(Segmentation data)
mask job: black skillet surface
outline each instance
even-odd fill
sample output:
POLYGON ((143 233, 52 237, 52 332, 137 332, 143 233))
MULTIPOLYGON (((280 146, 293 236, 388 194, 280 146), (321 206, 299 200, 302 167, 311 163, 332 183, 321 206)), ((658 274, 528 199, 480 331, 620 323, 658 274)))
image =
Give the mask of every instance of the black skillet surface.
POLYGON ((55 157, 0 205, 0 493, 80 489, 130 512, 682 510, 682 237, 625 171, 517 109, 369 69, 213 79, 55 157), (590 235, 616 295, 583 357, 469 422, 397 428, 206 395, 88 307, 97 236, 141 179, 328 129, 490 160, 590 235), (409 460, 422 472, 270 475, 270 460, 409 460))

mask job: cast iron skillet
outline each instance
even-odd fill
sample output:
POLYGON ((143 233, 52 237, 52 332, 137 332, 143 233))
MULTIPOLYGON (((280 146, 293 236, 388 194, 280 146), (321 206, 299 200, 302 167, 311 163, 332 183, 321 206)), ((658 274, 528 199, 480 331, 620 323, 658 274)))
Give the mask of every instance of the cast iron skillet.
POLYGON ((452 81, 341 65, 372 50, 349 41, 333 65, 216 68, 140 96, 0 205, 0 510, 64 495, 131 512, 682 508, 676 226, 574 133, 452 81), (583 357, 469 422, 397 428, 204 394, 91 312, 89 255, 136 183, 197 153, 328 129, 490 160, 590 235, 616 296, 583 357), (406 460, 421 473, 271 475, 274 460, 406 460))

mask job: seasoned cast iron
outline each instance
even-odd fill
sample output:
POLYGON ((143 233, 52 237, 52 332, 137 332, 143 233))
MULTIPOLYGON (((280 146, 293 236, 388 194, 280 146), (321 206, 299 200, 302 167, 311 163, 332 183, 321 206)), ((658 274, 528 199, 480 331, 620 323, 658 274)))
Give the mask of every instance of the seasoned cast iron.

● Task requirements
Reproduce every line of all the records above word for word.

● Solution to the problem
mask job: black skillet surface
outline each instance
even-odd fill
sample output:
POLYGON ((143 233, 52 237, 52 332, 137 332, 143 233))
MULTIPOLYGON (((280 146, 293 236, 388 194, 280 146), (321 206, 299 200, 302 167, 311 163, 332 183, 321 206)), ((658 274, 528 199, 480 331, 620 323, 658 274)))
image =
Give the mask of every instance of the black skillet surface.
POLYGON ((55 157, 0 205, 0 493, 80 489, 130 512, 682 510, 682 237, 625 171, 517 109, 369 69, 213 79, 55 157), (590 235, 616 295, 583 357, 469 422, 397 428, 206 395, 88 307, 97 236, 141 179, 328 129, 490 160, 590 235), (409 460, 422 472, 270 475, 270 460, 409 460))

mask job: cast iron skillet
outline each instance
even-odd fill
sample output:
POLYGON ((143 233, 52 237, 52 332, 137 332, 143 233))
MULTIPOLYGON (((280 146, 293 236, 388 194, 280 146), (321 206, 299 200, 302 167, 311 163, 332 183, 321 206)), ((658 274, 528 199, 480 331, 620 323, 658 274)))
Give the mask of every instance of the cast iron skillet.
POLYGON ((452 81, 341 65, 372 50, 349 41, 333 65, 216 68, 140 96, 0 205, 0 510, 64 495, 131 512, 682 508, 676 226, 574 133, 452 81), (583 357, 469 422, 397 428, 204 394, 91 312, 89 255, 136 183, 197 153, 328 129, 490 160, 590 235, 616 296, 583 357), (406 460, 421 473, 271 475, 274 460, 406 460))

mask job: seasoned cast iron
outline each instance
even-odd fill
sample output:
POLYGON ((143 233, 52 237, 52 332, 137 332, 143 233))
MULTIPOLYGON (((280 146, 293 236, 388 194, 280 146), (321 206, 299 200, 302 167, 311 163, 332 183, 321 206)), ((658 274, 528 199, 480 331, 620 323, 658 274)))
Give the mask of every instance of the seasoned cast iron.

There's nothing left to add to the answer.